Problem requirements: Resume the letter below on the early conversion of Tail Wind Fund debentures, picking it up right after its final words "the later of (a)".
===== Supplied passage =====
EXHIBIT 4.9
SALIVA DIAGNOSTICS SYSTEMS, INC.
00000 XX 00XX XXXXXX
XXXXXXXXX, XX 00000
TEL: 360/000-0000
FAX: 360/000-0000
May 28, 1997
Tail Wind Fund Ltd.
Xxxxxx Xxxxxxx
c/o Xxxxxxx X. Xxxxx
000 Xxxxx Xxxxxx, 00xx Xxxxx
Xxx Xxxx, Xxx Xxxx 00000
Gentlemen:
This letter will confirm that, notwithstanding anything to the
contrary contained in that certain Convertible Securities Subscription Agreement
dated as of March 12, 1997 (the "Subscription Agreement") and that certain 7.5%
Convertible Debenture referenced in the Subscription Agreement (the "Debenture")
the Tail Wind Fund Ltd. and Xxxxxx Xxxxxxx, on or prior to June 5, 1997 shall
convert to common stock in one or more transactions a minimum of $800,000 of
principal amount of Debentures pursuant to the conversion terms and conditions
set forth in the Subscription Agreement and the Debenture (the "Early
Conversions"). The shares received upon the Early Conversions shall be defined
as the Early Conversion Shares. Each of you shall further be entitled to shares
of common stock of the Company in addition to the Early Conversion Shares if,
during any single five day period designated by each of you (no more than one
time) in writing to us, during the 120 day period succeeding the later of (a)
===== Entries supplied =====
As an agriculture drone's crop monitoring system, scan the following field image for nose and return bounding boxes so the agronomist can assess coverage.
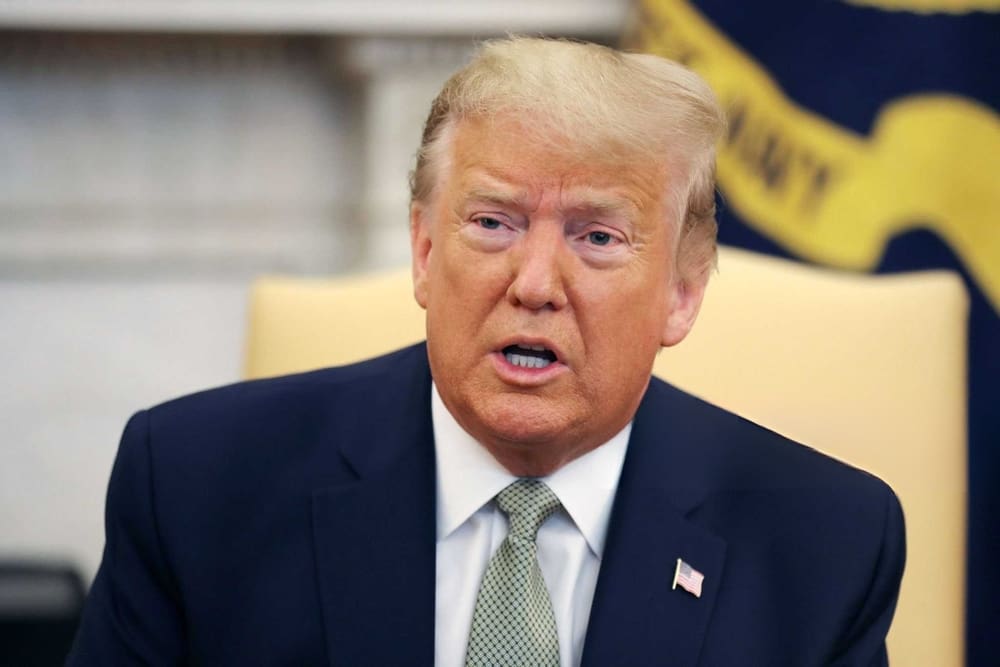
[507,225,568,310]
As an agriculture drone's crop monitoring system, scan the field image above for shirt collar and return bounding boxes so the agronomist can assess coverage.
[431,385,632,558]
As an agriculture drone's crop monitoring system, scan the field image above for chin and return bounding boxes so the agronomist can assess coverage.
[477,394,580,445]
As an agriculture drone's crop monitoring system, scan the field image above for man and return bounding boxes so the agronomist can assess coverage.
[70,39,904,667]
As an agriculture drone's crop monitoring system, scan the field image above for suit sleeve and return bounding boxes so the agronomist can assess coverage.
[66,412,185,667]
[830,487,906,667]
=====
Exercise response:
the last date of the Early Conversions, or (b) the date upon which the
Registration Statement referenced in the Subscription Agreement is declared
effective, the Conversion Price as defined in the Debenture, on the day after
the end of such designated five-day period (the "Additional Share Conversion
Price") would be less than the Conversion Price attributable to such Early
Conversions. The number of such additional shares to be issued to you shall be
the difference between (i) the number of shares which would have been issued
upon conversion of the Early Conversion amount at the Additional Share
Conversion Price, and (ii) the number of Early Conversion Shares. All such
additional shares shall be subject to the registration rights provided in the
Registration Rights Agreement described in the Subscription Agreement.
In consideration of the Company's agreement to issue the
additional shares as herein provided, each of you agrees not to sell, commit to
sell or otherwise transfer any of the Early Conversion Shares and additional
shares (collectively the "Early Conversion Shares") except as follows: (a) up to
one-third of the Early Conversion Shares at any time from and after
Tail Wind Fund Ltd.
May 28, 1997
Page 2
June 12, 1997; (b) up to an aggregate of two-thirds of the Early Conversion
Shares at any time from and after July 12, 1997; and (c) up to an aggregate of
100% of the Early Conversion Shares at any time from and after August 12, 1997.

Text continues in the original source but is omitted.